** begin EXERCISE MATERIAL **

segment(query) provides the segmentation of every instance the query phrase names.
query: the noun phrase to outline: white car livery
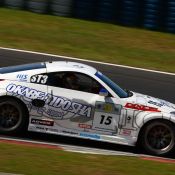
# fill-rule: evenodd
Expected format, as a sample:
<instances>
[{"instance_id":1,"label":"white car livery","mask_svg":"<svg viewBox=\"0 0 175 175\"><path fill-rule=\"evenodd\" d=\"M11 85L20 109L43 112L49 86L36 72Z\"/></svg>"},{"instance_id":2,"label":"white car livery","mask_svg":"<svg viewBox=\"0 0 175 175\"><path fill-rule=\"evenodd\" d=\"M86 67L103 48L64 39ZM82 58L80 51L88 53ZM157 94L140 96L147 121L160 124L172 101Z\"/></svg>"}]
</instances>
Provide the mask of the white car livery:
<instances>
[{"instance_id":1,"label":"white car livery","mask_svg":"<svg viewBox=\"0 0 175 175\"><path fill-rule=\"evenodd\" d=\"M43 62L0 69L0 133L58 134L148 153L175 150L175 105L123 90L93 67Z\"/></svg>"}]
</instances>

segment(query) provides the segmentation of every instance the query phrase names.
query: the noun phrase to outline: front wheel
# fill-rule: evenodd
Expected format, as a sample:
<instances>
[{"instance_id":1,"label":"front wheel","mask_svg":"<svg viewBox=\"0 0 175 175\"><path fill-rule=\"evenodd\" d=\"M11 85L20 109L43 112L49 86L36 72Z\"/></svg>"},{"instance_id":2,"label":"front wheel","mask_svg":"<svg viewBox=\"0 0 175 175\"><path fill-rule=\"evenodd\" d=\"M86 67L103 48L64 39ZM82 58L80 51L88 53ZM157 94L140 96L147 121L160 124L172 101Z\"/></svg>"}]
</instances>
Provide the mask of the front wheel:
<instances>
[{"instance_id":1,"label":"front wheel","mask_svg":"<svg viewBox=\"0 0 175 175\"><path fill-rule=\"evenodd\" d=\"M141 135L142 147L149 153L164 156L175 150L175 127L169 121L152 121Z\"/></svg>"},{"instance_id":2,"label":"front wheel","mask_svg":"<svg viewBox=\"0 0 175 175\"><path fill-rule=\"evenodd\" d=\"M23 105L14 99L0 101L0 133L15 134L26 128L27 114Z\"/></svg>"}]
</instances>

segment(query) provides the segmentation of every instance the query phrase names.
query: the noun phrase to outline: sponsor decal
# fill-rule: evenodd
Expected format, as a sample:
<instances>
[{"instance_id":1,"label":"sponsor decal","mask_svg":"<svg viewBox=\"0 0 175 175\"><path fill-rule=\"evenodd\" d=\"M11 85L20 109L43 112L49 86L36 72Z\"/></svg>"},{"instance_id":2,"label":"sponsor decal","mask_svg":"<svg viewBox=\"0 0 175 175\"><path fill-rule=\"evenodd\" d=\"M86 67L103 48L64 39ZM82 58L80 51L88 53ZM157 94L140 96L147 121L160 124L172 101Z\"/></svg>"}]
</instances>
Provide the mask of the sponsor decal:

** end EXERCISE MATERIAL **
** begin EXERCISE MATERIAL **

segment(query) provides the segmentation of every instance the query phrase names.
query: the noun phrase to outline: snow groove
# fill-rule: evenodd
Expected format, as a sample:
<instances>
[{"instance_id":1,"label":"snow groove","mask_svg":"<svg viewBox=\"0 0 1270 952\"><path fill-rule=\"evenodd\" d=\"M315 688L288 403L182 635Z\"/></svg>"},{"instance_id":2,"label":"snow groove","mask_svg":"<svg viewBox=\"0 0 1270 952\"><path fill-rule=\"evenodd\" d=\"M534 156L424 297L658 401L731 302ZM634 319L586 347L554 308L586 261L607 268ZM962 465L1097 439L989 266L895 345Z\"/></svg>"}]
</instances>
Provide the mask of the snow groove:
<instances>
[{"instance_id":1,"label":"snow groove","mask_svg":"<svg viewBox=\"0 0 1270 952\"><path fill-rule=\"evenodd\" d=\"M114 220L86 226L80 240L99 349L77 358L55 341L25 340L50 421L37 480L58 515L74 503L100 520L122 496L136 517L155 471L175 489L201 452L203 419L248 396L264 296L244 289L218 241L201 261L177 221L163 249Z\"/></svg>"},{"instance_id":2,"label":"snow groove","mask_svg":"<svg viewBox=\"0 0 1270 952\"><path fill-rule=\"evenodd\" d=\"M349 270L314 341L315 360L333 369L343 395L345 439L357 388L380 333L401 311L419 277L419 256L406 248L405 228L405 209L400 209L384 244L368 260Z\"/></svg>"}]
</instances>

** end EXERCISE MATERIAL **
** begin EXERCISE MATERIAL **

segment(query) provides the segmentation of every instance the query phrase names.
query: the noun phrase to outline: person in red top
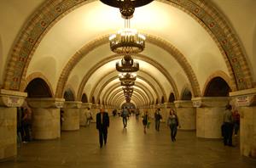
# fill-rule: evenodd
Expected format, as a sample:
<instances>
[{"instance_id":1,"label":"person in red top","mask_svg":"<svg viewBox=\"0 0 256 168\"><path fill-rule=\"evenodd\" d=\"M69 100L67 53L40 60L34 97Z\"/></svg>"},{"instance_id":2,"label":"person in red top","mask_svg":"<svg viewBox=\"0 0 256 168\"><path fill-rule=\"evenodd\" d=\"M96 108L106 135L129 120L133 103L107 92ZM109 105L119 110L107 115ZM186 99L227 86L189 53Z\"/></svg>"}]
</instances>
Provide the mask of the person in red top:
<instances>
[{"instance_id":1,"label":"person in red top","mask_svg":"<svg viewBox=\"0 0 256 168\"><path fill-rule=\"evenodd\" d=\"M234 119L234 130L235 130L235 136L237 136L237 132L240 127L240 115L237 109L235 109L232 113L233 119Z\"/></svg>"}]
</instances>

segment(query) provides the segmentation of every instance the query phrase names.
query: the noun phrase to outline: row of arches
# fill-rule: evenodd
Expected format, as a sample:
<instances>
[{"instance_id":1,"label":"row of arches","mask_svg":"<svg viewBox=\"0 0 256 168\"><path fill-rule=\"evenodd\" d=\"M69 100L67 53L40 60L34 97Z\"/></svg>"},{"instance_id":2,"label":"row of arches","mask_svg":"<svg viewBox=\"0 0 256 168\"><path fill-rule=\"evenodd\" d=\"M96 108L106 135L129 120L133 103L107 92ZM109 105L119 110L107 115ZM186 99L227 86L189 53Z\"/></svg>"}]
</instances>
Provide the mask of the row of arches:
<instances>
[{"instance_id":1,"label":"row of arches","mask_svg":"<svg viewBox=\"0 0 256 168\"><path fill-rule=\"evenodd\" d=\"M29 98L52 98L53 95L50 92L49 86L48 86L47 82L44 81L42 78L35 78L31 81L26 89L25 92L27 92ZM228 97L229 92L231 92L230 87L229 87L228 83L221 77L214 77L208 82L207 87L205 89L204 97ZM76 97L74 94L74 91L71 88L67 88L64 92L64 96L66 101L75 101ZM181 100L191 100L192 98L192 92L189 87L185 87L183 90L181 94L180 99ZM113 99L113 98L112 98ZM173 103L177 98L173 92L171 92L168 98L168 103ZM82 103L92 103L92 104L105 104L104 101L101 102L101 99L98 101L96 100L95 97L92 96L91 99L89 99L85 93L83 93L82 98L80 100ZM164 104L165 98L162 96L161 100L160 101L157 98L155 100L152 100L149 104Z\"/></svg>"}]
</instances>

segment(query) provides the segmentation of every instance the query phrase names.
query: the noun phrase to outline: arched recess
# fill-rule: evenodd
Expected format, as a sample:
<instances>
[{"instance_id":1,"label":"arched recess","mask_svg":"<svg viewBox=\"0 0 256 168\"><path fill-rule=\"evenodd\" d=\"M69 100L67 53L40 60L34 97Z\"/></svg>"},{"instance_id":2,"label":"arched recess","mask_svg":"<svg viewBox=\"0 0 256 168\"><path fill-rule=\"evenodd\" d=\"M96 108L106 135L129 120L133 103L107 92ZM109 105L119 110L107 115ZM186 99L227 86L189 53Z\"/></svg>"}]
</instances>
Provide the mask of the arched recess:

** end EXERCISE MATERIAL **

# [AIM]
Pick out every line of the data above that contains the word "sponsor", and copy each one.

# [EXERCISE OUTPUT]
query: the noun phrase to outline: sponsor decal
[{"instance_id":1,"label":"sponsor decal","mask_svg":"<svg viewBox=\"0 0 175 175\"><path fill-rule=\"evenodd\" d=\"M11 85L20 109L43 112L49 86L36 72Z\"/></svg>"},{"instance_id":2,"label":"sponsor decal","mask_svg":"<svg viewBox=\"0 0 175 175\"><path fill-rule=\"evenodd\" d=\"M86 67L103 48L64 39ZM82 58L80 51L88 53ZM157 94L140 96L147 121L160 124L172 101Z\"/></svg>"}]
Provide the mask of the sponsor decal:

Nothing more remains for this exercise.